=== SUPPLIED MATERIAL ===

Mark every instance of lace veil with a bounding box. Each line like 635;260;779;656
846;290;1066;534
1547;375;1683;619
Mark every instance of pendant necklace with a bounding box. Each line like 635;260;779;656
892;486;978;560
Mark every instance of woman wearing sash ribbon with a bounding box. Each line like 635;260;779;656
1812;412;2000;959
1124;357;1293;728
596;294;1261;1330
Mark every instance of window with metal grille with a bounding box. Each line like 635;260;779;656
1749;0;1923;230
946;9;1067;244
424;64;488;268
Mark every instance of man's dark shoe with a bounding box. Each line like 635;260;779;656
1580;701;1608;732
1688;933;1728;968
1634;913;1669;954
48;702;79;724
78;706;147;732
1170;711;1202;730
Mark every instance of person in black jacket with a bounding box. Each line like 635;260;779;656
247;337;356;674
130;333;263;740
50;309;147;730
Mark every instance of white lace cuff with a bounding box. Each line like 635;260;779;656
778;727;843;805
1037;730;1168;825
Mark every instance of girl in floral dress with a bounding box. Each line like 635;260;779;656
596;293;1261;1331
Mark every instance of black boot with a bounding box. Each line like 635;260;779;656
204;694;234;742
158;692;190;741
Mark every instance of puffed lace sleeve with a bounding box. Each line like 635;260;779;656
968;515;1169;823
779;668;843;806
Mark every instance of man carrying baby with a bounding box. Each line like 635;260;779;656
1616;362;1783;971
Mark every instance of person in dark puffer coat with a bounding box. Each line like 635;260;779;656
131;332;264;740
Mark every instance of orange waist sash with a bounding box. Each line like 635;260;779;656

===

WHAT TO WORK ON. Return the full data, every line of it, with nothing altered.

ANSWER.
Mark every instance of lace veil with a bounding box. Each line like 635;260;779;656
846;290;1066;534
1547;375;1683;619
Mark every instance of pendant necklace with a bounding box. Each line like 635;260;779;656
892;486;978;560
Mark every instance of woman wearing sash ribbon with a bounding box. Each line like 635;260;779;656
1812;412;2000;959
1124;357;1293;728
596;294;1261;1330
Mark every instance of window with metal grille with a bounding box. Each line like 635;260;779;656
1749;0;1923;230
946;9;1067;244
424;64;488;268
Mark every instance of man's dark shoe with a bounding box. Each line like 635;260;779;656
1580;701;1608;732
1688;933;1728;968
1634;913;1669;954
48;702;79;724
78;706;147;732
1170;711;1202;730
Mark every instance of person in black jacket with a bounding box. Each line like 635;260;779;656
247;337;356;674
130;333;263;740
50;309;147;730
Mark every instance of white lace cuff with a bounding box. Each line like 635;260;779;656
778;727;843;805
1037;730;1168;825
Mark every instance of girl in floral dress with a bounding box. Each line like 635;260;779;656
596;293;1261;1331
Mark every instance of black boot with a bounding box. Each line like 635;260;779;656
204;694;234;742
158;692;190;741
Mark every instance of puffed lace sleeve with a bounding box. Each line like 635;260;779;656
968;515;1169;823
779;668;843;806
Mark every instance of man carrying baby with a bounding box. Each line like 635;260;779;656
1616;362;1783;971
Mark every instance of person in dark puffer coat with a bounding box. Each line like 635;260;779;656
131;332;264;740
Mark every instance of orange waist sash with a bounding box. Each line like 635;260;779;656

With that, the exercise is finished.